Given information:
* START *

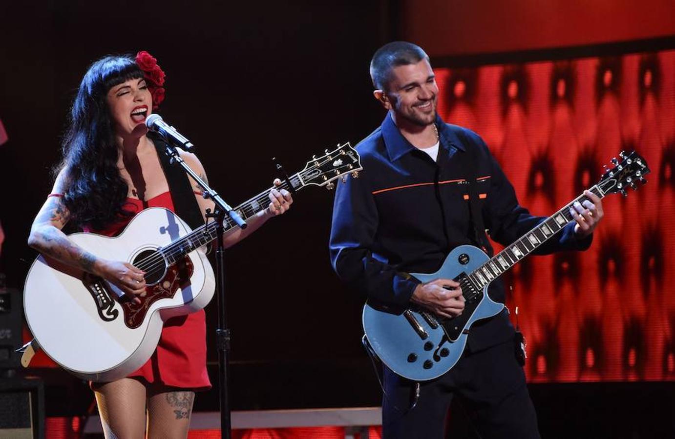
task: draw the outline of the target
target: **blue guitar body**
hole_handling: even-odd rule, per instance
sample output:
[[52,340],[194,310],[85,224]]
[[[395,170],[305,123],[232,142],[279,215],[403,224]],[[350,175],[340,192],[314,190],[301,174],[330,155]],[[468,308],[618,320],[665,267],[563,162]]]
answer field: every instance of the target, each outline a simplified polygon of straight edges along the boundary
[[[626,187],[635,189],[637,182],[646,182],[644,176],[649,168],[643,157],[634,151],[619,156],[621,163],[612,158],[614,166],[589,189],[597,197],[616,193],[626,196]],[[488,297],[490,283],[573,221],[570,208],[587,200],[584,194],[578,196],[491,259],[476,247],[460,245],[436,272],[412,273],[422,282],[439,278],[458,281],[466,300],[461,316],[446,319],[411,305],[396,309],[367,303],[363,328],[370,348],[389,369],[413,381],[433,380],[447,372],[462,356],[471,325],[504,308]]]
[[479,248],[460,245],[435,273],[412,273],[423,283],[439,278],[462,284],[466,302],[461,316],[442,319],[421,309],[392,310],[366,304],[363,328],[371,347],[389,369],[413,381],[427,381],[450,370],[462,356],[471,325],[499,314],[504,304],[477,289],[466,274],[489,260]]

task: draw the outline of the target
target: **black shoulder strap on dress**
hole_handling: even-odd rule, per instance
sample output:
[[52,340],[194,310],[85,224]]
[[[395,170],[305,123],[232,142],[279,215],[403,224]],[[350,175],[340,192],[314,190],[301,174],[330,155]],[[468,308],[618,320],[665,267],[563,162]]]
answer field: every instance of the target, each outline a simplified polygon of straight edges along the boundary
[[150,138],[157,149],[157,156],[159,156],[159,163],[161,163],[164,175],[169,183],[176,214],[191,228],[196,229],[204,224],[204,217],[194,197],[192,187],[190,185],[188,175],[180,166],[171,164],[169,156],[165,152],[163,140],[155,136]]

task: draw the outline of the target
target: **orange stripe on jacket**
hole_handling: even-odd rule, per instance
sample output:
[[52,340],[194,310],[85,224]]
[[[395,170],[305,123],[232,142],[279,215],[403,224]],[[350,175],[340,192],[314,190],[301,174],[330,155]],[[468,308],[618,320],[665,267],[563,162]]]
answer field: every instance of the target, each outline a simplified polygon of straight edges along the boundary
[[[484,198],[487,198],[487,194],[478,194],[478,198],[480,198],[481,200],[483,200]],[[468,200],[468,194],[464,194],[464,200]]]
[[[444,180],[443,181],[439,181],[438,184],[446,184],[448,183],[458,183],[460,181],[464,181],[464,179],[459,179],[457,180]],[[406,189],[406,187],[414,187],[416,186],[428,186],[429,185],[433,185],[433,181],[429,183],[415,183],[411,185],[404,185],[402,186],[395,186],[394,187],[387,187],[386,189],[380,189],[379,190],[373,191],[373,195],[377,195],[378,194],[381,194],[382,192],[388,192],[389,191],[395,191],[399,189]]]

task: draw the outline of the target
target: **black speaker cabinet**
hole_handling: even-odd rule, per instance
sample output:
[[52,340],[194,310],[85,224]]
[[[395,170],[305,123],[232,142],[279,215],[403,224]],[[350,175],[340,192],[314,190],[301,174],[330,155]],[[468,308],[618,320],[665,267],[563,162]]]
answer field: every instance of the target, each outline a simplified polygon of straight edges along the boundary
[[0,370],[20,368],[23,304],[16,288],[0,288]]
[[36,378],[0,378],[0,439],[44,437],[43,382]]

* END *

Short problem: Leave out the pictures and print each record exactly as it stands.

Answer for the task:
task: draw the outline of the target
target: **blue guitar body**
hole_handling: even-odd rule, per instance
sample output:
[[52,340],[194,310],[85,224]]
[[[395,170],[305,123],[232,142],[279,215],[403,224]],[[350,175],[340,192],[314,190],[301,174],[330,155]],[[468,308],[618,320],[665,267],[563,162]]]
answer field: every instance of the target, each outline a simplified polygon of straight edges along the boundary
[[[626,187],[635,189],[637,182],[646,182],[644,176],[649,168],[643,157],[634,151],[619,156],[621,163],[612,158],[614,166],[589,189],[597,197],[616,193],[626,196]],[[488,297],[490,283],[573,221],[570,208],[587,200],[584,194],[578,196],[491,259],[476,247],[460,245],[436,272],[412,273],[422,282],[439,278],[458,281],[466,300],[461,316],[446,319],[411,305],[396,309],[367,303],[363,328],[370,348],[389,369],[413,381],[433,380],[447,372],[462,356],[471,325],[504,308]]]
[[479,248],[460,245],[435,273],[412,273],[423,283],[439,278],[462,284],[466,302],[461,316],[442,319],[421,309],[392,310],[366,304],[363,328],[371,347],[389,369],[413,381],[427,381],[450,370],[462,356],[471,325],[499,314],[504,304],[477,289],[466,274],[489,260]]

task: draw the outline of the target
target: **black shoulder strap on dress**
hole_handling: even-odd rule, per instance
sample output:
[[52,340],[194,310],[85,224]]
[[[395,170],[305,123],[232,142],[279,215],[403,224]],[[350,175],[340,192],[314,190],[301,174],[330,155]],[[468,308],[618,320],[665,267],[563,162]]]
answer field: every instance of the target, each outline a simplified polygon of straight edges along the boundary
[[150,138],[157,149],[157,156],[159,156],[159,163],[161,163],[164,175],[169,183],[176,214],[191,228],[196,229],[204,224],[204,217],[194,197],[192,187],[190,185],[188,175],[180,166],[171,164],[169,156],[165,152],[163,140],[155,136]]

task: draw the outline of the target
target: **orange stripe on jacket**
hole_handling: even-odd rule, per instance
sample output:
[[52,340],[194,310],[85,224]]
[[[395,170],[305,123],[232,142],[279,215],[403,224]],[[350,175],[340,192],[314,190],[301,174],[330,155]],[[468,308],[618,320],[665,267],[563,162]]]
answer field: every instance of the target, each outline a simplified polygon of straight edges along the boundary
[[[484,198],[487,198],[487,194],[478,194],[478,198],[480,198],[481,200],[483,200]],[[468,200],[468,194],[464,194],[464,200]]]
[[[444,180],[443,181],[439,181],[438,184],[446,184],[448,183],[458,183],[460,181],[464,181],[464,179],[459,179],[457,180]],[[406,189],[406,187],[414,187],[416,186],[428,186],[429,185],[433,185],[433,181],[429,183],[415,183],[411,185],[404,185],[402,186],[395,186],[394,187],[387,187],[386,189],[380,189],[379,190],[373,191],[373,195],[377,195],[378,194],[381,194],[382,192],[388,192],[389,191],[395,191],[399,189]]]

task: draw the outline of the target
target: **black speaker cabinet**
hole_handling: even-odd rule, per instance
sample output:
[[52,340],[194,310],[85,224]]
[[[395,170],[305,123],[232,142],[279,215],[403,224]],[[350,175],[340,192],[314,190],[301,174],[330,155]],[[468,308],[618,320],[665,267],[563,162]]]
answer field: every instance of the target, each outline a simplified polygon of straight edges along the boundary
[[0,370],[20,368],[23,304],[16,288],[0,288]]
[[36,378],[0,378],[0,439],[44,437],[43,382]]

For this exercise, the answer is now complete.